21 June 2012

AGU interviews astronauts in space

Posted by mcadams

On 19 June, AGU had the extraordinary opportunity to interview three of the astronauts aboard the International Space Station about what it’s like to observe the Earth from space. The three scientists spoke about their everyday lives in orbit, the hazards of life in space and how their experiences in microgravity have affected their thoughts about our home planet.

[youtube=http://youtu.be/uHsmDqZEuQU]
AGU Interview with Expedition 31 on the International Space Station

“Your last day on Earth; What would you do?” NASA astronaut Don Pettit mused recently in a poem on his blog, Letters to Earth, referencing the day before he launched to the ISS about six months ago. It’s a question anyone could answer, but when quizzed by AGU as he nears his last day on the station, Pettit said he was pondering a new question – “Your last day in space; What would you do?” He is still forming his answer, but in the meantime, he and two of his ISS colleagues had a lot to say about the time in between.

“Every time when I look out of the window, it looks like the first time,” said European Space Agency astronaut André Kuipers. “Every time, it’s so magnificent that I think, ‘This is awesome!’”

Born in Amsterdam, The Netherlands, Kuipers is a medical doctor who did research before he became an astronaut on how spatial disorientation and microgravity affect pilots. Kuipers passed up the opportunity to do clinical research, something he was eager to do, on the hope that he might be selected as an astronaut. The risk paid off when he joined the European Astronaut Corps in 1999. During the current mission — Expedition 31, Kuipers experimented on how microgravity affects humans over the long term.

In fact, all of the astronauts took part in the biological experiments, which included Kuipers taking a blood sample from his colleague, Joe Acaba, the other NASA astronaut currently aboard the station.

• _Data provided_

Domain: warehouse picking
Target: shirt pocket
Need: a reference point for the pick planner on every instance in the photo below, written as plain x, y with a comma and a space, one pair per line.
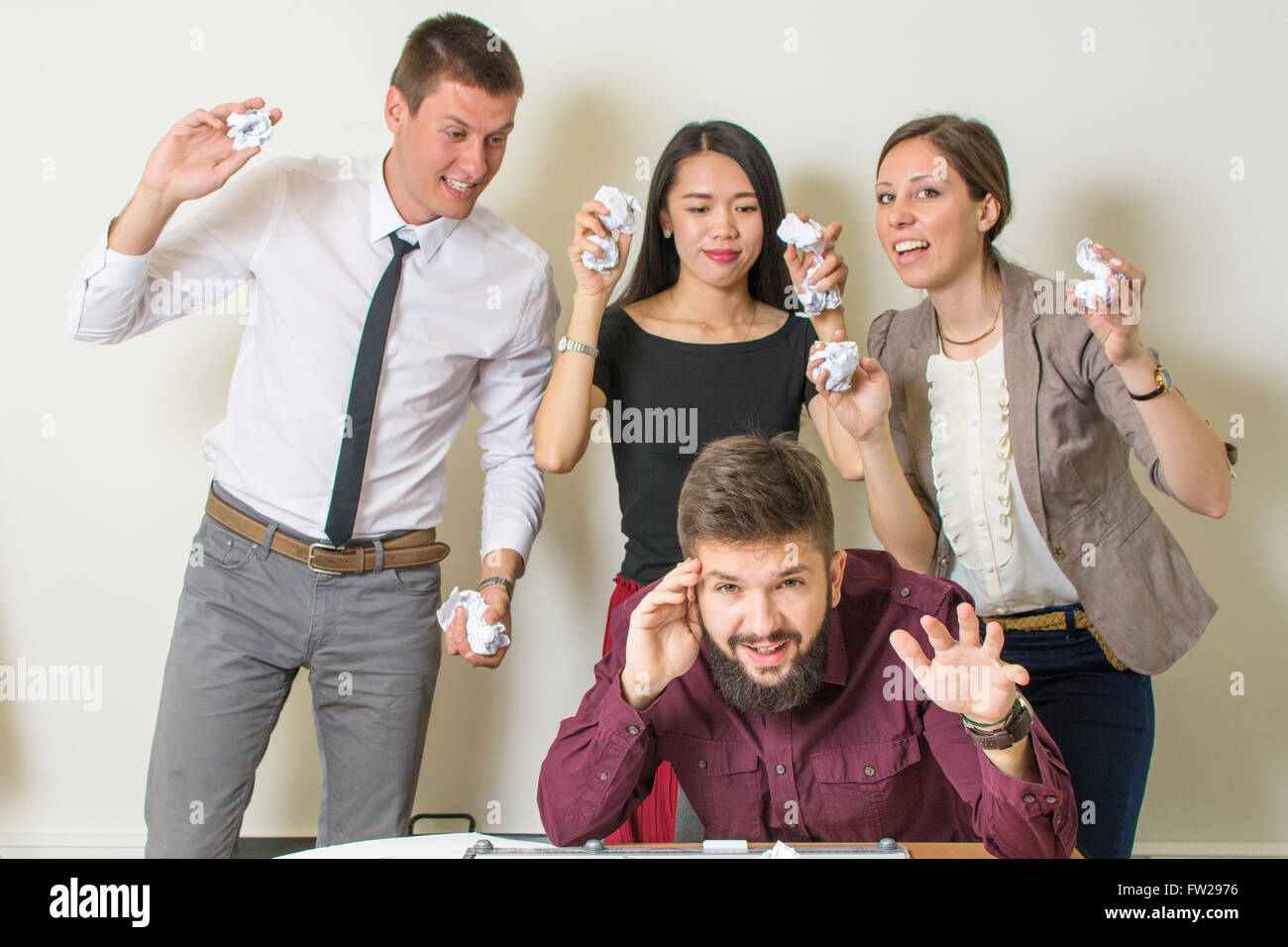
866, 791
721, 780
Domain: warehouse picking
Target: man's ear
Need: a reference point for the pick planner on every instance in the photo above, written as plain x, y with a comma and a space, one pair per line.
397, 111
836, 575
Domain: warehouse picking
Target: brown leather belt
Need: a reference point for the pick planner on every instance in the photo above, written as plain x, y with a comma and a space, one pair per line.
416, 548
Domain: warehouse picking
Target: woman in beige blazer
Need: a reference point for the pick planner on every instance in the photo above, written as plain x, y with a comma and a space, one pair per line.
995, 421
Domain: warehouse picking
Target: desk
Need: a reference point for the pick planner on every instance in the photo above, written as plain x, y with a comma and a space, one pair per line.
456, 844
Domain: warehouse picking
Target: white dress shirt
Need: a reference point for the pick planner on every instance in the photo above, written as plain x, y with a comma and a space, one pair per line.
309, 237
999, 554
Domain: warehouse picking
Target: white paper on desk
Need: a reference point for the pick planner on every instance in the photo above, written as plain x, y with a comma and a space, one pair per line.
840, 359
619, 218
806, 236
781, 849
1100, 286
250, 129
483, 638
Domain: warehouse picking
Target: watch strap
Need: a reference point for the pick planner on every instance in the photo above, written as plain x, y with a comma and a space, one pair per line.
1162, 384
497, 579
567, 344
1018, 724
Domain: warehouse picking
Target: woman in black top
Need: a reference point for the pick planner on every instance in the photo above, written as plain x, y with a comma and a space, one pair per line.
699, 346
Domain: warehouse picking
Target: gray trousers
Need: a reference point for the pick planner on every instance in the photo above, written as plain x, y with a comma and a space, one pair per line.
248, 621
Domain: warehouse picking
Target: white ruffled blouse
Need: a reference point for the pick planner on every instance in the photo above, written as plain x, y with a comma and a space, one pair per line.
999, 554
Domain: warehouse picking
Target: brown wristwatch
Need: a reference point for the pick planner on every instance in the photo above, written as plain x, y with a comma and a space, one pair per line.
1162, 384
1017, 728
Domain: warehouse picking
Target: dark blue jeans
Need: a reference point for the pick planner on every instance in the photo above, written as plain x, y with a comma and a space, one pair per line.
1102, 719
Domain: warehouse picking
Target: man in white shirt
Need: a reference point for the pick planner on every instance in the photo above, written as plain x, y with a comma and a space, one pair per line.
384, 303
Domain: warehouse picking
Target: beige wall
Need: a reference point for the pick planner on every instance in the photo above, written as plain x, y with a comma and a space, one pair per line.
102, 479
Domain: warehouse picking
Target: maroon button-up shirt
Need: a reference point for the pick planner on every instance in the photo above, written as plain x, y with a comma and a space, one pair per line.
867, 757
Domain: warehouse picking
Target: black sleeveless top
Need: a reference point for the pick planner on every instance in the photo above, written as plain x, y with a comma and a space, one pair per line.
668, 398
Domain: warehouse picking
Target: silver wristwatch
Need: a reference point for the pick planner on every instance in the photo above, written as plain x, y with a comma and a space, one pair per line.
567, 344
497, 579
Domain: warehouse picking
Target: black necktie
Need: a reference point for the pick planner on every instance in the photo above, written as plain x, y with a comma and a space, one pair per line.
362, 399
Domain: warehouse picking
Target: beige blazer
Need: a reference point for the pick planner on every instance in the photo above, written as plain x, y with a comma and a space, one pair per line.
1072, 423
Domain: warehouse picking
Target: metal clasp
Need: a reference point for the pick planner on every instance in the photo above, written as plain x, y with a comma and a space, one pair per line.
322, 545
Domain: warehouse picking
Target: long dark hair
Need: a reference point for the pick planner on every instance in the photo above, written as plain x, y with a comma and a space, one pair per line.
658, 266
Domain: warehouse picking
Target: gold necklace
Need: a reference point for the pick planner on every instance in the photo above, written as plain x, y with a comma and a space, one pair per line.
670, 298
969, 342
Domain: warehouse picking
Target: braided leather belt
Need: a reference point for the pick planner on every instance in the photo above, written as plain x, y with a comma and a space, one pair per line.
416, 548
1055, 621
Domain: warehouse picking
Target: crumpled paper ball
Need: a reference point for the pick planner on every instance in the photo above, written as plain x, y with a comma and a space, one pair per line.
618, 218
806, 236
484, 638
250, 129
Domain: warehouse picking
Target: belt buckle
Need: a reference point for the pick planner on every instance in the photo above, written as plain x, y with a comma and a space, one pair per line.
322, 545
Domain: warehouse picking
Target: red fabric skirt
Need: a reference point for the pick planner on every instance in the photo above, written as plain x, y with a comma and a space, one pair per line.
655, 818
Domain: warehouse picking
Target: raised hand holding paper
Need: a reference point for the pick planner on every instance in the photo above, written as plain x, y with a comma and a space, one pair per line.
806, 236
483, 638
1100, 286
840, 359
619, 218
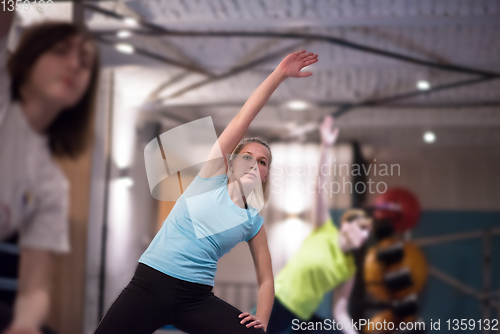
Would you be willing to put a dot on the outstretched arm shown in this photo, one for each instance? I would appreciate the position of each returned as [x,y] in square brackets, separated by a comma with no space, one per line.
[33,299]
[320,205]
[290,66]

• _Exercise 1_
Please reproduce, word for word, the part of the astronaut interview article that opens with "[youtube=http://youtu.be/uHsmDqZEuQU]" and closes with "time in between.".
• _Exercise 2_
Carry on the article about AGU's interview with the space station astronauts, starting right after its final sentence.

• _Exercise answer 1_
[youtube=http://youtu.be/uHsmDqZEuQU]
AGU Interview with Expedition 31 on the International Space Station

“Your last day on Earth; What would you do?” NASA astronaut Don Pettit mused recently in a poem on his blog, Letters to Earth, referencing the day before he launched to the ISS about six months ago. It’s a question anyone could answer, but when quizzed by AGU as he nears his last day on the station, Pettit said he was pondering a new question – “Your last day in space; What would you do?” He is still forming his answer, but in the meantime, he and two of his ISS colleagues had a lot to say about the time in between.

• _Exercise answer 2_
“I don’t do well with blood,” Acaba admitted on his blog, The Great Outer Space, while also praising Kuipers’ work. Acaba, who arrived at the station on 17 May, started his career as a geologist, ultimately shifting to middle- and high-school science and math teaching before becoming an astronaut. Along the way, he studied groundwater contaminants as a hydrogeologist in Los Angeles, served in the Peace Corps, and taught others about the environment.

When asked what he pondered during his quiet moments on the station, Acaba said, “I envy those kids that are out there now for the adventures that they’re going to have in the future.”

As Acaba settles into his ISS mission, Kuipers and Pettit are getting ready to return to Earth on 1 July. Pettit, who became an astronaut in 1996, is approaching the end of his third flight in space. Before joining NASA’s astronaut corps, he conducted reduced-gravity experiments on NASA’s KC-135 airplane (the “Vomit Comet”) and studied gas samples from volcanoes, among other projects, as a staff scientist at Los Alamos National Laboratory in New Mexico.

So what does a man who has lived in orbit for a cumulative year think about during his last week in space?  “You’ll just have to wait and see how it turns out. I don’t even know how it’s going to turn out!” Pettit said. You can watch the entire interview with astronauts Acaba, Kuipers, and Pettit, on YouTube.

International Space Station astronauts Joe Acaba (left, NASA), Andre Kuipers (ESA) and Don Pettit (NASA) answer questions about life in space during a live interview with the American Geophysical Union on 19 June.